[Records of labeled boxes]
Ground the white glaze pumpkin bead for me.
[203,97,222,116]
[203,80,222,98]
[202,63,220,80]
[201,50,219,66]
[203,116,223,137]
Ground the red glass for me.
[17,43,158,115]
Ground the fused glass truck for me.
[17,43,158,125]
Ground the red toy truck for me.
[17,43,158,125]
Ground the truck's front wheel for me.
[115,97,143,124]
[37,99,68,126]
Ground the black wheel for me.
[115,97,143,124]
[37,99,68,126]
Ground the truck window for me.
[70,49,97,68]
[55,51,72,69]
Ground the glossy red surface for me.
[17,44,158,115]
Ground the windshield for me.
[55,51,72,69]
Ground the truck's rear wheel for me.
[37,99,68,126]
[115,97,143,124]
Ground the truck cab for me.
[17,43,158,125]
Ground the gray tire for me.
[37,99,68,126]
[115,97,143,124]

_INSTRUCTIONS TO FOLLOW_
Could you return the lines from the one containing "Ground the truck window for me." through the end of the records, both ends included, copied verbatim?

_EXERCISE ANSWER_
Ground the truck window for me.
[70,49,97,68]
[55,51,72,69]
Ground the glossy red surface for me.
[17,44,158,115]
Ground the windshield for me.
[55,51,72,69]
Ground the truck's rear wheel for me.
[37,99,68,126]
[115,97,143,124]
Ground the truck cab for me.
[17,43,158,125]
Ground the gray tire for me.
[37,99,68,126]
[115,97,143,124]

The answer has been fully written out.